§ Task description:
Give the passage on charger standards from "Even for the mainstream devices like smartphone, tablets, ebook" to "not one standard.", replacing "USB-C" with "Lightning" wherever it occurs.

§ Source passage:
-- begin --

Having just 1 standard to rule them all is shortsighted. It limits technological progress and hurt consumers and environment in many edge cases.
Even for the mainstream devices like smartphone, tablets, ebook readers and notebooks having one standard is bad.
There should be at lease two at all times, the current one and sun-setting or a rising one.
For example let's say in 2020 the main one is USB-C
and USB-A is set to expire in 2022. Then in 2022 it could be replaced by something new, and then USB-C will get it's expiration date, let's say 2028 and so on. But not one standard.

Yet, in general this propositions is silly. Why standardize only on chargers? Why not on batteries too? Why not require all car maker use the same wheels and tires? Standards are good, they help with compatibility, but if overdone they become progress-stopping, cost-rising bureaucratic nightmares.

> Even for the mainstream devices like smartphone, tablets,
> ebook readers and notebooks having one standard is bad.

How in the world would that be bad in any way?

> Why standardize only on chargers? Why not on batteries too?

We actually do standardize batteries. There's an ANSI standard for batteries, which is a really good thing, because it means that you can go into any store and buy batteries that go into any device you own. It's like living in the future! Standards rule!

But I know you're talking about internal batteries, and you know what, it would be great if we could have some kind of standard for these batteries, too. The battery in my GPD Win 2 just died, and it was an actual figurative nightmare (not just a "bureaucratic nightmare") getting a replacement.

Sören Nils Kuklau

>We actually do standardize batteries. There's an ANSI standard for batteries, which is a really good thing, because it means that you can go into any store and buy batteries that go into any device you own. It's like living in the future! Standards rule!

-- end --

§ Record list:

-- begin --

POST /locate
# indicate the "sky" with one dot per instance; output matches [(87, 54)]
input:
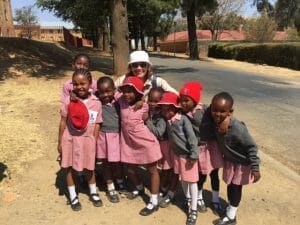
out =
[(46, 18)]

-- end --

§ Result below:
Even for the mainstream devices like smartphone, tablets, ebook readers and notebooks having one standard is bad.
There should be at lease two at all times, the current one and sun-setting or a rising one.
For example let's say in 2020 the main one is Lightning
and USB-A is set to expire in 2022. Then in 2022 it could be replaced by something new, and then Lightning will get it's expiration date, let's say 2028 and so on. But not one standard.